---- Given data
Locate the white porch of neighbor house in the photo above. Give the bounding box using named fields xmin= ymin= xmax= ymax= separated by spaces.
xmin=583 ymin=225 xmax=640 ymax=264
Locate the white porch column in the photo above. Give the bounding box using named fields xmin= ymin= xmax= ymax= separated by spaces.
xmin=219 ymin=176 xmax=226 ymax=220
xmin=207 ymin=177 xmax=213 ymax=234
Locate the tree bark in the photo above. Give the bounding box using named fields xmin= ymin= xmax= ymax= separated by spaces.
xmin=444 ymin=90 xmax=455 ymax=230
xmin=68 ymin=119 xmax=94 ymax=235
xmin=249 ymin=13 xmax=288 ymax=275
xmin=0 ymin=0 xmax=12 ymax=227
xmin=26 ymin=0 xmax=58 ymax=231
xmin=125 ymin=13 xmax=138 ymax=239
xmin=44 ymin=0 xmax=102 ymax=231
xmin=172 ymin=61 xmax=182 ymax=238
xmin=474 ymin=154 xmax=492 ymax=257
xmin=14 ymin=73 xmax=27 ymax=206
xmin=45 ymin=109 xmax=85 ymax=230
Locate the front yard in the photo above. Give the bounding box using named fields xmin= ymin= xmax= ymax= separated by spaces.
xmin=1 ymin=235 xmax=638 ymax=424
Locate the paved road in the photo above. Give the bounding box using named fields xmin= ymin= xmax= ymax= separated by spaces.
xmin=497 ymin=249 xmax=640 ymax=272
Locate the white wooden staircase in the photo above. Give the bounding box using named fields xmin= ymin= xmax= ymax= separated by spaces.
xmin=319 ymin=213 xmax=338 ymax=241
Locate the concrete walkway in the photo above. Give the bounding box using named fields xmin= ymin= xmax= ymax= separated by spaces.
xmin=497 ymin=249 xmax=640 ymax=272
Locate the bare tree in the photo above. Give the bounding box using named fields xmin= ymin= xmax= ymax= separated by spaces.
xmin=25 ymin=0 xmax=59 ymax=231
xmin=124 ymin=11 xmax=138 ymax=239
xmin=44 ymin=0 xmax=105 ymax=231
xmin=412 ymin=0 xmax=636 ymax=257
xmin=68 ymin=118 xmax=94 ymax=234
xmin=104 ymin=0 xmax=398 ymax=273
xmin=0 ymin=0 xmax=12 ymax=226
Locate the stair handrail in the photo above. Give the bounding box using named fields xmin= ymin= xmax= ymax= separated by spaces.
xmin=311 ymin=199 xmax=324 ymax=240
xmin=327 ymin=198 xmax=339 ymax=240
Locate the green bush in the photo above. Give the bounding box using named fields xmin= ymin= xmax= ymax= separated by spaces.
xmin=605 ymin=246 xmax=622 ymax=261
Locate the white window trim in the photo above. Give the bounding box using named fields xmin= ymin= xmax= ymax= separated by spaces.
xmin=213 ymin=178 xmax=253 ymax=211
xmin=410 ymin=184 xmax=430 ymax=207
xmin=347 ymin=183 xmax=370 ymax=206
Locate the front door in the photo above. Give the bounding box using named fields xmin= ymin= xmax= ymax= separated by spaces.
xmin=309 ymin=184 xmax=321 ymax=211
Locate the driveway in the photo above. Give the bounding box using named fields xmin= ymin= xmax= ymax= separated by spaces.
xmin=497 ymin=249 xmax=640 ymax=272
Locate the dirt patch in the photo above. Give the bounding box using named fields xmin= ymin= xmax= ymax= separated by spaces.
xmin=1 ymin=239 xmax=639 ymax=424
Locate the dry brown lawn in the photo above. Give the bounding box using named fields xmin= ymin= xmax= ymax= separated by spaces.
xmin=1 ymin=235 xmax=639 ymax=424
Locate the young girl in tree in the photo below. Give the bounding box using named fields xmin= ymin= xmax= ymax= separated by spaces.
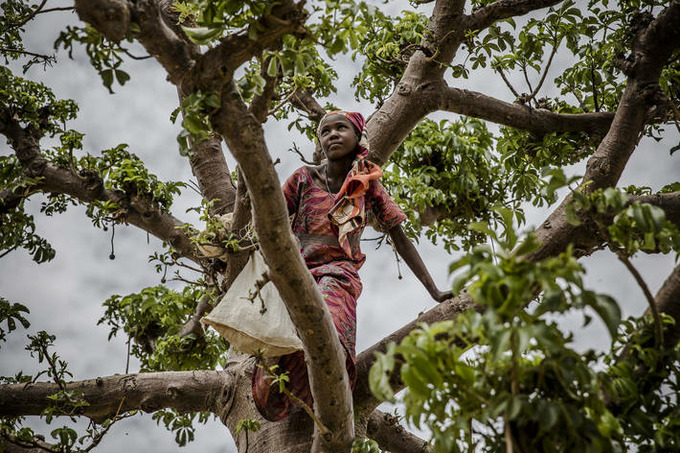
--------
Exclude the pictures. Write out the remaining data exactly.

Locate the white porch of neighbor house in the photo above. Give the bounding box using named fields xmin= ymin= xmax= ymax= separated by spaces.
xmin=583 ymin=225 xmax=640 ymax=264
Locate the white porch column in the photo above. Give the bounding box using named fields xmin= ymin= xmax= ymax= separated by spaces.
xmin=219 ymin=176 xmax=226 ymax=220
xmin=207 ymin=177 xmax=213 ymax=234
Locate the tree bark in the photo above. Give the bounding box using named fields xmin= ymin= xmax= ymax= separated by spaces.
xmin=444 ymin=90 xmax=455 ymax=230
xmin=68 ymin=119 xmax=94 ymax=235
xmin=249 ymin=13 xmax=288 ymax=275
xmin=0 ymin=0 xmax=12 ymax=227
xmin=26 ymin=0 xmax=58 ymax=231
xmin=125 ymin=13 xmax=138 ymax=239
xmin=44 ymin=0 xmax=102 ymax=231
xmin=172 ymin=61 xmax=182 ymax=238
xmin=474 ymin=154 xmax=492 ymax=257
xmin=14 ymin=73 xmax=27 ymax=206
xmin=45 ymin=109 xmax=85 ymax=230
Locate the front yard in the photo above. Give the bounding box using named fields xmin= ymin= xmax= ymax= separated by spaces.
xmin=1 ymin=235 xmax=638 ymax=424
Locate the paved road in the photo above. Give the bounding box using named fields xmin= ymin= xmax= ymax= separated by spaces.
xmin=497 ymin=249 xmax=640 ymax=272
Locate the white wooden staircase in the photo above. Give the bounding box using named fields xmin= ymin= xmax= ymax= separated by spaces.
xmin=319 ymin=213 xmax=338 ymax=241
Locate the concrete walkway in the photo above. Give the bounding box using named fields xmin= ymin= xmax= ymax= separated by spaces.
xmin=497 ymin=249 xmax=640 ymax=272
Locate the bare tree in the photo above. Give the bounding box using named fields xmin= ymin= xmax= ymax= separated by spaces.
xmin=25 ymin=0 xmax=59 ymax=231
xmin=124 ymin=11 xmax=138 ymax=239
xmin=44 ymin=0 xmax=105 ymax=231
xmin=412 ymin=0 xmax=636 ymax=257
xmin=68 ymin=118 xmax=94 ymax=234
xmin=104 ymin=0 xmax=398 ymax=273
xmin=0 ymin=0 xmax=12 ymax=226
Locate the stair handrail in the photo above. Give the bounding box using named fields xmin= ymin= xmax= ymax= separated by spaces.
xmin=311 ymin=199 xmax=324 ymax=240
xmin=327 ymin=198 xmax=339 ymax=240
Locate the green bush in the photo above. Give the bounding box using named fields xmin= ymin= xmax= ymax= separated by spaces.
xmin=605 ymin=246 xmax=622 ymax=261
Locate the white window trim in the photo above. Give the bounding box using named fields xmin= ymin= xmax= ymax= separated by spaces.
xmin=213 ymin=178 xmax=253 ymax=211
xmin=410 ymin=184 xmax=430 ymax=207
xmin=347 ymin=183 xmax=370 ymax=206
Locate the front door in the photo above. Give the bounding box using named fields xmin= ymin= xmax= ymax= separated by spaces.
xmin=309 ymin=184 xmax=321 ymax=211
Locate the driveway in the photo above. Give the bounding box using named fields xmin= ymin= xmax= ymax= separated by spaces.
xmin=497 ymin=249 xmax=640 ymax=272
Locate the dirt patch in the photo above. Give the bounding box using named fields xmin= ymin= xmax= ymax= separated by spaces.
xmin=1 ymin=239 xmax=639 ymax=424
Locate the dry brown lawn in the photo above. Give the bounding box using named fields xmin= ymin= xmax= ymax= separated by spaces.
xmin=1 ymin=235 xmax=639 ymax=424
Locate the young girl in tree in the photo below. Give the bounding box using named fields xmin= ymin= xmax= ymax= separated by spaces.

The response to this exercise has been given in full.